**TEXT FOR ANALYSIS:**
*** Begin section ***

Gonzalez became Brooklyn’s first Latino district attorney after the 2016 death of his predecessor Ken Thompson, who was the first African American elected to the office three years earlier. Gonzalez had served as chief assistant district attorney to Thompson, who abruptly died from cancer shortly after he announced that he would have to take a leave from the office. Gonzalez was then appointed the acting replacement, with the blessing of Thompson’s widow, and won the next year’s election, by a large margin.

“I believe that people who had lived life experiences in difficult neighborhoods needed to be in law enforcement institutions, that people who actually had lived in those communities and had skin in the game needed to be in these roles. I never imagined being a district attorney. That’s a different thing, but I knew that I would have some input and some influence as a prosecutor,” he said.

A holistic view of law enforcement as starting with an investment in community services has been beneficial for his office, Gonzalez said. In January he sent out a press release trumpeting that 2024 was the safest year for gun violence in Brooklyn’s history, with the fewest shooting incidents and shooting victims besting previous lows from 2019.

He attributes this success to two factors: a targeted approach toward violent crime and coordination with community organizations. 

“One percent of our population is responsible for 60 percent of the violence in our city,” he said. “So when I do a gang take down, I’m not trying to arrest every kid who lives in the housing development. I’m trying to arrest the people who are engaged in the violence.”

*** End section ***

Answer these from the text about Brooklyn's district attorney:
1. Whose death led to Gonzalez becoming district attorney?
2. According to Gonzalez's January press release, what was 2024 in Brooklyn's history?
3. What two factors does Gonzalez credit for that result?

**GIVEN INFORMATION:**

*** Begin section ***

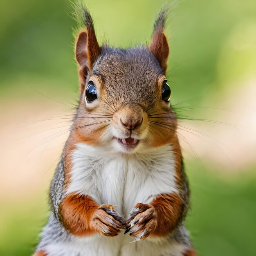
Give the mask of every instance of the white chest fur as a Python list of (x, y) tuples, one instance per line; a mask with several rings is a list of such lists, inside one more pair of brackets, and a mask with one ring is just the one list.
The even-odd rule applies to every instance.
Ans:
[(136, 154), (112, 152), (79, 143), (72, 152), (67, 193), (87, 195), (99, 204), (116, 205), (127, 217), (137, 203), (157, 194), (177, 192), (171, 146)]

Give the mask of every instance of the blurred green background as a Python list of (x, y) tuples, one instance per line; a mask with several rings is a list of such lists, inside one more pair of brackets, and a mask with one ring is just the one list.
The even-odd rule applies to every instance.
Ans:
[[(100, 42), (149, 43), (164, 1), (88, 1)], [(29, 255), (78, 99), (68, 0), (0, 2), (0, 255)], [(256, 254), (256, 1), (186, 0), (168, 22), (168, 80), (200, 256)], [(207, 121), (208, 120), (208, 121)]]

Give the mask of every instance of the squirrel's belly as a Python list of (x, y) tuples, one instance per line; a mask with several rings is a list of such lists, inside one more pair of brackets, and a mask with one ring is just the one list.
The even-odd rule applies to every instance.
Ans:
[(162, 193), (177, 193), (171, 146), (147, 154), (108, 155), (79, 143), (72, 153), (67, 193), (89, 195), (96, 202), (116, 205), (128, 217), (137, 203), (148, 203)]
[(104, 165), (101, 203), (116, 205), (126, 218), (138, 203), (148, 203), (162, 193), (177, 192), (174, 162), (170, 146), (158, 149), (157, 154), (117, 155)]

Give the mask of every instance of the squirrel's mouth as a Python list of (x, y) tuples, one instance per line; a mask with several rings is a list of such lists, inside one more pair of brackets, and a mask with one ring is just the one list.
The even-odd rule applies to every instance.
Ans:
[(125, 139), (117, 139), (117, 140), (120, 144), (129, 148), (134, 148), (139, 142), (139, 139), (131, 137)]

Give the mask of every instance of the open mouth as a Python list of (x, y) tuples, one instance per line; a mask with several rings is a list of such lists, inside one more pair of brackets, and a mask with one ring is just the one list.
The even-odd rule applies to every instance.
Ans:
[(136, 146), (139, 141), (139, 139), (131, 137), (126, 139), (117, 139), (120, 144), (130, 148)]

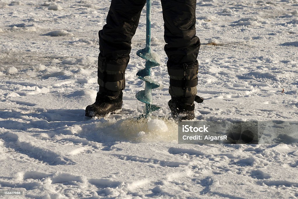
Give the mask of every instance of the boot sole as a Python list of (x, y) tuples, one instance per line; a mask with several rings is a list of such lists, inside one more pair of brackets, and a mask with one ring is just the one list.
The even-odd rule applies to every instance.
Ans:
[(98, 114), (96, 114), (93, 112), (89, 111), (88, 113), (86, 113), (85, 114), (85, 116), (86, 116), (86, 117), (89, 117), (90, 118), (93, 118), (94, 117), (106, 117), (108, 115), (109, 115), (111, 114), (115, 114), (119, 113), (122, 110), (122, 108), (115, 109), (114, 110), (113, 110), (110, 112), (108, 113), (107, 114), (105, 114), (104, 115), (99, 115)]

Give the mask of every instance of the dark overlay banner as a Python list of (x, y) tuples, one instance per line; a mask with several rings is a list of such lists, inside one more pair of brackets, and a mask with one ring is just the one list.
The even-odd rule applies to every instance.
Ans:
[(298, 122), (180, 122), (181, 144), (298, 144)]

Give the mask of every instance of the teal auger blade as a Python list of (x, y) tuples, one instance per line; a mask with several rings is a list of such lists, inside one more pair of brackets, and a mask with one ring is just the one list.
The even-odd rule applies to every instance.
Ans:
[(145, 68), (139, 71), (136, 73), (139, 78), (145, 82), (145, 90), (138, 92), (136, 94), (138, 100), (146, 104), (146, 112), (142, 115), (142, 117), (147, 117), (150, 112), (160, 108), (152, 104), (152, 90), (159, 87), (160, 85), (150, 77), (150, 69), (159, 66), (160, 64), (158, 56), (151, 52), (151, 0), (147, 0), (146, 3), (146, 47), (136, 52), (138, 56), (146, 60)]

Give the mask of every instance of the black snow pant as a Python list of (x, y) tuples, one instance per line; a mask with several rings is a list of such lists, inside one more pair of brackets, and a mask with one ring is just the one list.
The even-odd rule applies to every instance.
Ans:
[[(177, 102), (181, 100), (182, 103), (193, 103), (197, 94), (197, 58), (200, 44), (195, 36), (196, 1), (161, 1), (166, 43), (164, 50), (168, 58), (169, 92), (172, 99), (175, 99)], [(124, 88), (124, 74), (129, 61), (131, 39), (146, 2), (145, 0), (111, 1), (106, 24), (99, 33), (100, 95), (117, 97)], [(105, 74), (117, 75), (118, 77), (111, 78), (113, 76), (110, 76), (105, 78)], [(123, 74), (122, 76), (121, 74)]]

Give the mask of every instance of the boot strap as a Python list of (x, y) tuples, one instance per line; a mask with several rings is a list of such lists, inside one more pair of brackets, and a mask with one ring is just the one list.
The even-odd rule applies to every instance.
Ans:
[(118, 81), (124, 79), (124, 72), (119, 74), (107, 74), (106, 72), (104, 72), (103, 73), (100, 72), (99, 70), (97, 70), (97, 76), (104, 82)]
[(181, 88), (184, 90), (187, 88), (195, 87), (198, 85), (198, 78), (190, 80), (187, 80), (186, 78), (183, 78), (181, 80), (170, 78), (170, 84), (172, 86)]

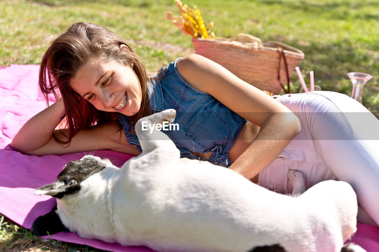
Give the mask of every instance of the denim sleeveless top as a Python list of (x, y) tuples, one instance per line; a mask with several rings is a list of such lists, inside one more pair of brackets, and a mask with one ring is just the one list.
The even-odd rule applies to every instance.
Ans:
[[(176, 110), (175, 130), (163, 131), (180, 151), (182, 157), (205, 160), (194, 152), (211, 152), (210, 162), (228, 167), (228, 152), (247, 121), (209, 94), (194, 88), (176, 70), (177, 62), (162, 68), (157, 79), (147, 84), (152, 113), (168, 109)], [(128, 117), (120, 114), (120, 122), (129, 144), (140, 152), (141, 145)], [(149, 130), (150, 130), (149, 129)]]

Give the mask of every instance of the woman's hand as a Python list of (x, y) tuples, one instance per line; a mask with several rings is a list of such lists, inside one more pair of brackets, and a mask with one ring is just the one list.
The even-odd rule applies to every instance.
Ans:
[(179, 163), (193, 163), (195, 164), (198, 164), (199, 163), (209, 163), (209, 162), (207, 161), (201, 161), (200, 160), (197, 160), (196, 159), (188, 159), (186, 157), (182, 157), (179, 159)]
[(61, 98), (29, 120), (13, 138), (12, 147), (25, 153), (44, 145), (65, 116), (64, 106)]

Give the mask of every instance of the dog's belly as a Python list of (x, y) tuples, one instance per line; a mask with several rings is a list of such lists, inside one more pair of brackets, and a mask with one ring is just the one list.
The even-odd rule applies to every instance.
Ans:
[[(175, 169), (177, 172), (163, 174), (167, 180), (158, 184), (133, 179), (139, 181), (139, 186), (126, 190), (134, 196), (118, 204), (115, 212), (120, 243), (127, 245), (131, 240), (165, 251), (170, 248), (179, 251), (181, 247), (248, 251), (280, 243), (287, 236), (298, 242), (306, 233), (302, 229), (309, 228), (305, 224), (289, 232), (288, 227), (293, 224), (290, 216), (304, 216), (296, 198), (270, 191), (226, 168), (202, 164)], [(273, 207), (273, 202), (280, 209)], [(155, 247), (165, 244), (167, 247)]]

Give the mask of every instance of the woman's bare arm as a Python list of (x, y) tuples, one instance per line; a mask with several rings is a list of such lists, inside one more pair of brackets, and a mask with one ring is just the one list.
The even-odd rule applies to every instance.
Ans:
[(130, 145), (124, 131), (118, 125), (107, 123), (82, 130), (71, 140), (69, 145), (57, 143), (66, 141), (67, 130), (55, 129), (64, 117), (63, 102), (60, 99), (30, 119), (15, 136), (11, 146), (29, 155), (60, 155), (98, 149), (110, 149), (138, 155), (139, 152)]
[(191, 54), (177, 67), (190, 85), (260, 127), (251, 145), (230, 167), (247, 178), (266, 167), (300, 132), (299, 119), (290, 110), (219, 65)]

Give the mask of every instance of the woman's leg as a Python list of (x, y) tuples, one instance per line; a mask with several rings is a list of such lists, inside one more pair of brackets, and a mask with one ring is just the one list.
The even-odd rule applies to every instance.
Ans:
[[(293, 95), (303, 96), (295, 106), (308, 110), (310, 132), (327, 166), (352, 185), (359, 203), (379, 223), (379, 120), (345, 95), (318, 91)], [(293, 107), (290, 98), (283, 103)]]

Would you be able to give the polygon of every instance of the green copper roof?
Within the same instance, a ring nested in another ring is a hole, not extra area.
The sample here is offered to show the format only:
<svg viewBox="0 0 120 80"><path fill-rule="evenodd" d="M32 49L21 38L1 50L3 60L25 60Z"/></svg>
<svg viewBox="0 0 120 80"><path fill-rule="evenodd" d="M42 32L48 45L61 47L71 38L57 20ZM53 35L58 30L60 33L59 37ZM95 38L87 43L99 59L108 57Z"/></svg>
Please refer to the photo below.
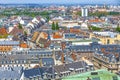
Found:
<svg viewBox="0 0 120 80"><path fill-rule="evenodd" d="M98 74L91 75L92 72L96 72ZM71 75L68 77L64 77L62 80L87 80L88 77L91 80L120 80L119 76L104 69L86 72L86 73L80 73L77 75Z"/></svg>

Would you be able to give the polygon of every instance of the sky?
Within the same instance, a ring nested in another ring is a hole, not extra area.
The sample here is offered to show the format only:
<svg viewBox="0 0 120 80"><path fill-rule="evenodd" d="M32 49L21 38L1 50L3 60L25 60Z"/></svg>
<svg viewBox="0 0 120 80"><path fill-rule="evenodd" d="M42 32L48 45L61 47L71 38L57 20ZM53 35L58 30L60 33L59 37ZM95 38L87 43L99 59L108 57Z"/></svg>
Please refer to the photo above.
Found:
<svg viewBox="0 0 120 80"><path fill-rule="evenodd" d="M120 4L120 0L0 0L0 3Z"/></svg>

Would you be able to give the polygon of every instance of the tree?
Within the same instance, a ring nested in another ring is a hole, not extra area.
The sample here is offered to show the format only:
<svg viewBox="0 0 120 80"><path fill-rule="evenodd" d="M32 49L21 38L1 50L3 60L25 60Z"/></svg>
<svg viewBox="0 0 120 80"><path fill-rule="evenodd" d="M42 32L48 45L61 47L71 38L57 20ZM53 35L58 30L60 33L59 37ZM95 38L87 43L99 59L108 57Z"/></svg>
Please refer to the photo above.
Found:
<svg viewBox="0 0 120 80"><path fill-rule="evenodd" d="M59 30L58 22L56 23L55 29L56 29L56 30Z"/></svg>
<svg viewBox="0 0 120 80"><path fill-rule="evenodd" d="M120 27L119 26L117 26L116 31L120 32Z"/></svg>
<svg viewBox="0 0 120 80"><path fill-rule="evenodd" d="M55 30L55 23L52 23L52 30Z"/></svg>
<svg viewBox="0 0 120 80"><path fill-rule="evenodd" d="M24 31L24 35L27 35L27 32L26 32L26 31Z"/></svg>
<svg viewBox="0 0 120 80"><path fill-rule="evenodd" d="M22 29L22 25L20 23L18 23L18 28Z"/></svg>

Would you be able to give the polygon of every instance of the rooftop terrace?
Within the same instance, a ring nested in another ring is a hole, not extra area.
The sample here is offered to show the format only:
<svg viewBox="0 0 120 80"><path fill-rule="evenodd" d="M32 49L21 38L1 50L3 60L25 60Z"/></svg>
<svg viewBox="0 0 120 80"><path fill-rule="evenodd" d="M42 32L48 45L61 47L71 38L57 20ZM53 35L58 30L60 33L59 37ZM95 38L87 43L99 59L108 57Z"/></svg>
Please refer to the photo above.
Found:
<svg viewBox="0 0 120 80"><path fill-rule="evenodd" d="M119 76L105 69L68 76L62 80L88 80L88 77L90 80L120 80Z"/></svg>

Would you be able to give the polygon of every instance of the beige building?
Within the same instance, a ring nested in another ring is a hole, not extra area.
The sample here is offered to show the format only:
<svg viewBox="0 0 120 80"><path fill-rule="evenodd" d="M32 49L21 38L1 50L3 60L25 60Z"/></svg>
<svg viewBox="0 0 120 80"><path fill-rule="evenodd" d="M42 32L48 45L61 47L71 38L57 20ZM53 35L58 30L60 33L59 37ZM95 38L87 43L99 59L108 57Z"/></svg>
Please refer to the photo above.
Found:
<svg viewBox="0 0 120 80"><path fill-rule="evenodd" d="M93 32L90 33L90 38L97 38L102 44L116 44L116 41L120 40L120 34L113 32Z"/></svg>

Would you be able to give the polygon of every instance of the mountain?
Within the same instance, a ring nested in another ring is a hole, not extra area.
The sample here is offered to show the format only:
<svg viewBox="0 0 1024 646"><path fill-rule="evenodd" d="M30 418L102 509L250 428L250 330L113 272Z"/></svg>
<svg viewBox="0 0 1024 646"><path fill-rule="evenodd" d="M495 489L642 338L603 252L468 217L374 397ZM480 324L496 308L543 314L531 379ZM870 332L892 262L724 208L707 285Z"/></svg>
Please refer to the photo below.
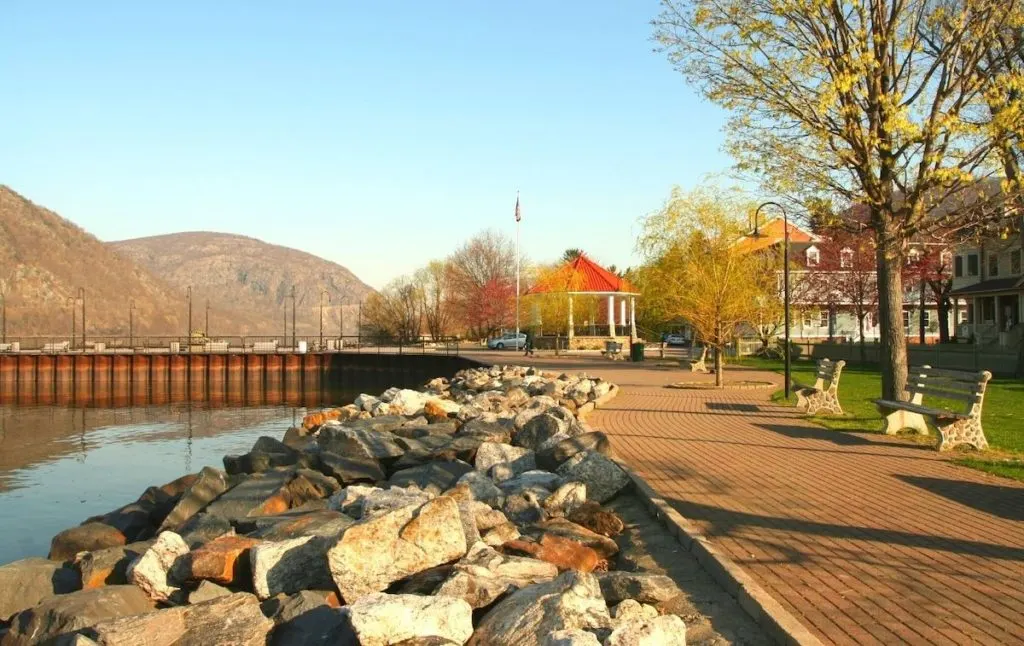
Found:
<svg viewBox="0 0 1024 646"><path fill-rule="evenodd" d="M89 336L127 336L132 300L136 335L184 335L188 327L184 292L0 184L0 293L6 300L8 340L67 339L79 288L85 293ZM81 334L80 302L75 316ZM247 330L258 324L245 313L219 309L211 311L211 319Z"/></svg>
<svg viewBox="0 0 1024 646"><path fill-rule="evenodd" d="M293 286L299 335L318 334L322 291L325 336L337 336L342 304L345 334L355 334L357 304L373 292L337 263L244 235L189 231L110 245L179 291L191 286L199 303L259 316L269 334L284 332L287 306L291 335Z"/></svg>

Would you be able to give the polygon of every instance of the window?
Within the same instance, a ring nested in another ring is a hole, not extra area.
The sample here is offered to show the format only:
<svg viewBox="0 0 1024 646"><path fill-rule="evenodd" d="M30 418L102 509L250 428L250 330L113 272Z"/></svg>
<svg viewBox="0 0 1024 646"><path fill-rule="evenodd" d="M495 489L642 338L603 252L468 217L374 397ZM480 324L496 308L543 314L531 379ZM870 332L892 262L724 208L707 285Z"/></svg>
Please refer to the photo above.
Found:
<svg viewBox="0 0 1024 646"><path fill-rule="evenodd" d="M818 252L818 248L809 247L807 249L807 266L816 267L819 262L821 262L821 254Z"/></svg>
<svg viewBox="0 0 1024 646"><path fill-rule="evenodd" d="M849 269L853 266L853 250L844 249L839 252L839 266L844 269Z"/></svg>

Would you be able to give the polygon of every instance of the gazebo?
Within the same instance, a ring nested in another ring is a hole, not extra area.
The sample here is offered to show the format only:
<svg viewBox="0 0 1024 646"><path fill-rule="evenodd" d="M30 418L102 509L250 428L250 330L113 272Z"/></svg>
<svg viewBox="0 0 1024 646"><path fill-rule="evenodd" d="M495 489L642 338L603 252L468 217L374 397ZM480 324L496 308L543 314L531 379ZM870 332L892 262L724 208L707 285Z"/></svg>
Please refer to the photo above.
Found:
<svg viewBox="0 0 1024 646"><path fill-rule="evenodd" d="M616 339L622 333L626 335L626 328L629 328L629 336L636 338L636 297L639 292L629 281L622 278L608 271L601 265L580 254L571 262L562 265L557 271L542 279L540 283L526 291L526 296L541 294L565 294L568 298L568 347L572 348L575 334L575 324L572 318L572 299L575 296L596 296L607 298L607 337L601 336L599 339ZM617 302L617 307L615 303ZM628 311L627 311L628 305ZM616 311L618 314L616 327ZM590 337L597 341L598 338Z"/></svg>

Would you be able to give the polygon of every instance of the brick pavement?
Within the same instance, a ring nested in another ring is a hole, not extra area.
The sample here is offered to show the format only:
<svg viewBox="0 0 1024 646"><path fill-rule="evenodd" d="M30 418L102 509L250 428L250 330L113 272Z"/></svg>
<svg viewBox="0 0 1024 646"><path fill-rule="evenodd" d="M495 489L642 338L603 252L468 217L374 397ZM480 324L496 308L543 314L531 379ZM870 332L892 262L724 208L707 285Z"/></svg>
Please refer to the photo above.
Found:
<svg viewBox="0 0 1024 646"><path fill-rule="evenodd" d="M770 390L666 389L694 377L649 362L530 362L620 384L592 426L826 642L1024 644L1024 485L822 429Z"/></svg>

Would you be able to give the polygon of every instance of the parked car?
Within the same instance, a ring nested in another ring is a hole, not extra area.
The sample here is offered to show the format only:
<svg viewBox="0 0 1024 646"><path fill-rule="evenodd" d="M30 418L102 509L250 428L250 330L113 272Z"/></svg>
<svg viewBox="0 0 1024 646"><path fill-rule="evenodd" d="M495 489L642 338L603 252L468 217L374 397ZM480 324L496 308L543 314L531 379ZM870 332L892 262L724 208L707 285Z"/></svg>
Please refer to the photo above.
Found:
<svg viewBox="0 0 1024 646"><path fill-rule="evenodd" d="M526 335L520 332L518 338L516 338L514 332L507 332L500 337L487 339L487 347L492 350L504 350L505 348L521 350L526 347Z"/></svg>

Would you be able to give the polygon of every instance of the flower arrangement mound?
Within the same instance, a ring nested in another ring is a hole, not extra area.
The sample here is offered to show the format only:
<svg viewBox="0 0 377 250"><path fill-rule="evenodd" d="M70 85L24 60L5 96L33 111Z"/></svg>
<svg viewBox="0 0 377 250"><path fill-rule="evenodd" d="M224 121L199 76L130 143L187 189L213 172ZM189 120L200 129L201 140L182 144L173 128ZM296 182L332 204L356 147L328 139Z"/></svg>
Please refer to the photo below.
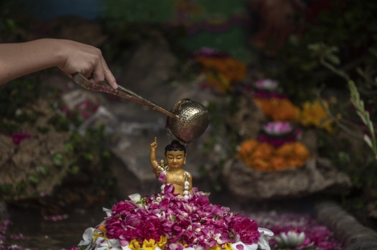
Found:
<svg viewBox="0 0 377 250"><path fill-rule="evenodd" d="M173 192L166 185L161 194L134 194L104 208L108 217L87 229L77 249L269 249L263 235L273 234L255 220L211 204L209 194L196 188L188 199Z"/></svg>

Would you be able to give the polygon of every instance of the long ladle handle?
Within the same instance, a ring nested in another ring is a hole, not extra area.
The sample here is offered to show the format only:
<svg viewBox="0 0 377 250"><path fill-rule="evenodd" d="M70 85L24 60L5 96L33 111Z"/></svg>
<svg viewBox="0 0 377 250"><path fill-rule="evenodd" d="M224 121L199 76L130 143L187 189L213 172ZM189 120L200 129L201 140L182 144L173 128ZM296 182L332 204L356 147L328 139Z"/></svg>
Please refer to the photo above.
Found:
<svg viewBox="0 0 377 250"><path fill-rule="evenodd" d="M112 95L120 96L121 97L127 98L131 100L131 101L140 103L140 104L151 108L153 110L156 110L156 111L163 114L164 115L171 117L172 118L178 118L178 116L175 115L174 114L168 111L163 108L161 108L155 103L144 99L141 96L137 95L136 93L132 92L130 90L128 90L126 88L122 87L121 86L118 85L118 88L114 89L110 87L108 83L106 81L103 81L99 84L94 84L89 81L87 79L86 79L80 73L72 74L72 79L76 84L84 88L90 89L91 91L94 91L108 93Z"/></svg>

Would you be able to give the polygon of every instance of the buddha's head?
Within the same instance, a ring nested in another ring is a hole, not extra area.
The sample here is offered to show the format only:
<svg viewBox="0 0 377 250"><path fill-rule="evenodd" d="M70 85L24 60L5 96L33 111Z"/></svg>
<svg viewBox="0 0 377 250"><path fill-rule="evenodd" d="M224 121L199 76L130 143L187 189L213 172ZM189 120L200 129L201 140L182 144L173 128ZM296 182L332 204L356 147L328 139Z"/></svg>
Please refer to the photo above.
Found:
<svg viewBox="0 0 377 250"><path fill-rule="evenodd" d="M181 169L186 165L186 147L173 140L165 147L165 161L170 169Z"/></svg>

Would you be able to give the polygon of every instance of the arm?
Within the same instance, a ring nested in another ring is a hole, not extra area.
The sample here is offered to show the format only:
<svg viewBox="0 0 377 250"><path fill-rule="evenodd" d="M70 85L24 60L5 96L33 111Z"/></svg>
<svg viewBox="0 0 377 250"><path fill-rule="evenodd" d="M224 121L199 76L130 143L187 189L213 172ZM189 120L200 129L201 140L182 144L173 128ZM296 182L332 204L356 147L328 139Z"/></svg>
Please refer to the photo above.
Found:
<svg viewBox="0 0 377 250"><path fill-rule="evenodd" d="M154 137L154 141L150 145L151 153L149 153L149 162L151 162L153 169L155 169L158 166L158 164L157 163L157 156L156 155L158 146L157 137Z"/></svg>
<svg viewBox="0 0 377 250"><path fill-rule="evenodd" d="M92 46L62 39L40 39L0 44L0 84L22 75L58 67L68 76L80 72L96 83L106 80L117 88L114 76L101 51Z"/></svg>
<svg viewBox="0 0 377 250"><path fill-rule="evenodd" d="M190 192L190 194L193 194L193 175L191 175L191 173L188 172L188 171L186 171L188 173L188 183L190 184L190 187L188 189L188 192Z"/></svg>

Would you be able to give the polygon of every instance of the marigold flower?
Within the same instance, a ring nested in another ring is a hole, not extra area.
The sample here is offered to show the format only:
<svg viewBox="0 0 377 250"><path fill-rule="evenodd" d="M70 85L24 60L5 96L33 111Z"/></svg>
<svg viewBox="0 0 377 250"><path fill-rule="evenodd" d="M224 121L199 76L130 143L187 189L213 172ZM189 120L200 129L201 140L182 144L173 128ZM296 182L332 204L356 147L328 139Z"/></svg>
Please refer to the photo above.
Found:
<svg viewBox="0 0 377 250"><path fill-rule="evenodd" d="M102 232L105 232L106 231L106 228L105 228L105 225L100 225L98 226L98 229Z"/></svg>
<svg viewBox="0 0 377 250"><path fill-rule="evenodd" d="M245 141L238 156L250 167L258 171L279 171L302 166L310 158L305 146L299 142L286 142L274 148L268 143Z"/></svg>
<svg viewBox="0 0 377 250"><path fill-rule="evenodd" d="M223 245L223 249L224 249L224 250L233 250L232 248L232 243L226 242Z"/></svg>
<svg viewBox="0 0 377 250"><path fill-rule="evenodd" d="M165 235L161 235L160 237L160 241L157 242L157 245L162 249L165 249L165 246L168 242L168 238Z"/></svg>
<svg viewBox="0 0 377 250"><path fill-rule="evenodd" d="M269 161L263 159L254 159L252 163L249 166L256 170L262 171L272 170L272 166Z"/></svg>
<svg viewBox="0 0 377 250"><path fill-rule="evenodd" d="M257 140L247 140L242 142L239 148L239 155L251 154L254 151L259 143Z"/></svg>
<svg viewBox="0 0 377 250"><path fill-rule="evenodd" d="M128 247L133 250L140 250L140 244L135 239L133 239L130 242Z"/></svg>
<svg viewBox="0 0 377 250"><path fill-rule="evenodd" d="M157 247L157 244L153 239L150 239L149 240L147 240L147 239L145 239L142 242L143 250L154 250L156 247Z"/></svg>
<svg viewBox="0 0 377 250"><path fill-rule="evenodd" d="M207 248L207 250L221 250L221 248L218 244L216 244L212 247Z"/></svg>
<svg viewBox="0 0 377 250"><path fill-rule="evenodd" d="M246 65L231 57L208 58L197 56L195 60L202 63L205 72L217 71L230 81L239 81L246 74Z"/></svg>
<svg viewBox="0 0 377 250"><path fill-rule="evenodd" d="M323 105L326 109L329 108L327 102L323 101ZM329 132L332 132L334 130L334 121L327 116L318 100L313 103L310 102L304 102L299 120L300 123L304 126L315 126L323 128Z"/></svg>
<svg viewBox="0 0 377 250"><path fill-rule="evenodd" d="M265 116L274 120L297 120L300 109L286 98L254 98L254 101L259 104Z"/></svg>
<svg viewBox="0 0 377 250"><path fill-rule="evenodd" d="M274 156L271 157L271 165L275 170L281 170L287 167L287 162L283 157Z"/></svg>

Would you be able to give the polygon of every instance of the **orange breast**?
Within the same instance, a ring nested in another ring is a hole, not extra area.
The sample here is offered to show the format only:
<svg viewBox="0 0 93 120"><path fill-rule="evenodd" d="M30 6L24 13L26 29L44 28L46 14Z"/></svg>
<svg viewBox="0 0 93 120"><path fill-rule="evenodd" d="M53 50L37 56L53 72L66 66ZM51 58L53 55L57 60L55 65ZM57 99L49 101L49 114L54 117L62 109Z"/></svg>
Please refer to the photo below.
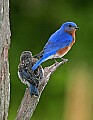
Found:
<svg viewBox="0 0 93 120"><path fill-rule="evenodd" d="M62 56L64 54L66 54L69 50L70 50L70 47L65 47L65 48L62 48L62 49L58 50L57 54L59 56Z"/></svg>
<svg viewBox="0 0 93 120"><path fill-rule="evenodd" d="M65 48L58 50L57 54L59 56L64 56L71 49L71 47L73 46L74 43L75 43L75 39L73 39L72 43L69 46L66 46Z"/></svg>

*** End section ***

**RESULT OF THIS TASK:**
1. Ken Thompson's death in 2016.
2. The safest year for gun violence in Brooklyn's history.
3. A targeted approach toward violent crime and coordination with community organizations.